- PROBLEM A
In the source extract below, why did the writer and an old friend choose Windows when they started their company? Answer in one to three sentences.

- SOURCE EXTRACT
.....

We couldn’t afford to keep spending time and energy writing software this way. Even if we could afford it, we didn’t want to spend our time this way. Web applications were being developed at an astounding pace in part because of centralized management and deployment (they never have to maintain different versions for Macs and PCs), but also because they were using modern interpreted languages.

and then he went on to say:

With high-level languages and good libraries, small teams can create great products at a rapid pace. We realized that we could write applications for the desktop in the exact same way.

True, very true. But the trade-offs seem to be completely overlooked. I mean completely overlooked. I don't disagree that if you want to reach a broad commercial audience you have to either go with the biggest audience or you have to try to go cross-platform in some kind of way. No disagreement there.

My disagreement with this argument is Why? Simply, Why? If you want commercial success then you need to be writing for the largest platform out there - Windows. Period. There's no need to write for Macs or Solaris or linux... just write for Windows and you're guaranteed to have the largest audience possible. No need to go any further.

When I started my company with my old friend we picked Windows for this same reason. I was a major Mac fan at the time, but the audience wasn't there. It just wasn't, and making a cross-platform anything was a waste of what little time there was in making it cross-platform. We needed clients, and they had Windows, it was as easy as that.

If you're trying to make something cross-platform, then pick a protocol and use that. I've done that numerous times and it works very well - be that a different OS or just a different language for the different APIs. Yes, it's more work, but in the end, it'll pay dividends and that's the point. If you're looking to make a fast buck, then by all means, write code in perl, python, Visual Basic, or Excel. There are people doing it and making a living at it - I did for 5 years. But that's something that we should get past, not aspire to.

Once you can pay the bills, then you should try to stop doing that kind of coding and get to the point that you take advantage of each operating systems' capabilities. There are things that are understandably cross-platform - the engine of the app, but there are a lot of things that need to take advantage of the differences in the different operating systems. Don't settle... write the best code possible. Don't say "Hey, we can, so we should."

.....

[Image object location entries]
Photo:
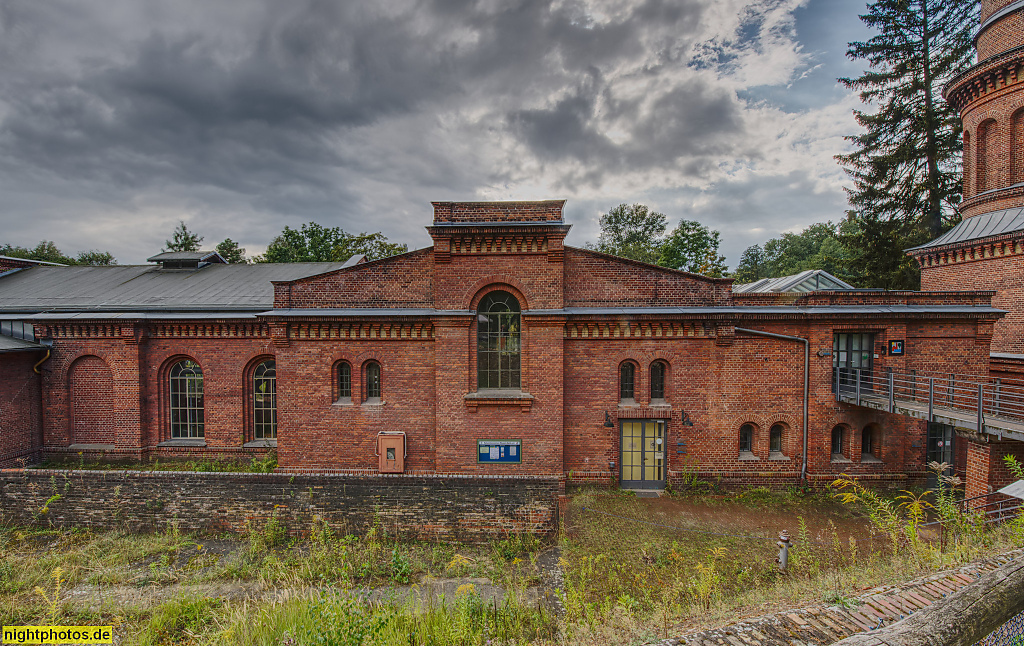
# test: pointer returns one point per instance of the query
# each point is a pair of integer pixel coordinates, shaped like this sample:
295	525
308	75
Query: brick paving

.....

- PROBLEM B
Reproduce the image object location entries above line for line, omitting the pictures.

- EXERCISE RESULT A
Although the writer was a major Mac fan at the time, the Mac audience wasn't there, and making anything cross-platform would have wasted what little time they had. They needed clients, and those clients used Windows.

- EXERCISE RESULT B
Photo:
# test: pointer returns one point per instance of the query
# each point is a pair of integer pixel coordinates, shaped like this sample:
295	525
308	75
Query: brick paving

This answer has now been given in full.